Task instructions ->
Every line in the records below that holds the word "jacket" is to be copied.
───── Records shown ─────
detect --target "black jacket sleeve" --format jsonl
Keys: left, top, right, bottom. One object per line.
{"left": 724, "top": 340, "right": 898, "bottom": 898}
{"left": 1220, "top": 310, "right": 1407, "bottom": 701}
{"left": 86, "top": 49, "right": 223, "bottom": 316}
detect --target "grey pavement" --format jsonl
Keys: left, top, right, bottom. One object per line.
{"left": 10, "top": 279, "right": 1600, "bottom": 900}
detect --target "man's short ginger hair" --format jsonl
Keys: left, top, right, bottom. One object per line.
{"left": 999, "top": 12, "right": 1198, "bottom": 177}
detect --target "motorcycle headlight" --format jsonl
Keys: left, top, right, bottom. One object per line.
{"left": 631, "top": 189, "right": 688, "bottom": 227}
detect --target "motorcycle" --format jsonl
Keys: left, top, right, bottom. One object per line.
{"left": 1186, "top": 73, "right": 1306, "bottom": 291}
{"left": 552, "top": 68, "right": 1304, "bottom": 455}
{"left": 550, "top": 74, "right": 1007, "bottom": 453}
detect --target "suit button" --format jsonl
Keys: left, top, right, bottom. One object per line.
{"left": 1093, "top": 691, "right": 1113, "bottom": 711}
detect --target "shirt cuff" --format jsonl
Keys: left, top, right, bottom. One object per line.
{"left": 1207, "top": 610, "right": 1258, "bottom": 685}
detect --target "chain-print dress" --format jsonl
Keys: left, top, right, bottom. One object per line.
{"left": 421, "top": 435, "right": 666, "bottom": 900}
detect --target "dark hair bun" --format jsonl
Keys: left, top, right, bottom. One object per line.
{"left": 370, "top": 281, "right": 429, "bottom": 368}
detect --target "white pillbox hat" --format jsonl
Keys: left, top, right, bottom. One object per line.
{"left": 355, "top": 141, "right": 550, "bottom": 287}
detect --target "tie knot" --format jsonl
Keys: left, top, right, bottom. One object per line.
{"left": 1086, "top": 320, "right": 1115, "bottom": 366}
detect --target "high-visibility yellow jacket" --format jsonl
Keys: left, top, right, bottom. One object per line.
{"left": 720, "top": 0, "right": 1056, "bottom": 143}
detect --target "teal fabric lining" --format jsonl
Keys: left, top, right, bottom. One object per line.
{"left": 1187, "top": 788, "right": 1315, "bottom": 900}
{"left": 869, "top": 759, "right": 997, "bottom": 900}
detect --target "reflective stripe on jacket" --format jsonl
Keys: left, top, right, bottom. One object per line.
─────
Result of this task ->
detect --target "black jacket sleeve" --format jsonl
detect --target "high-visibility yellow jacket" --format jsonl
detect --target "reflective stripe on jacket" --format jsonl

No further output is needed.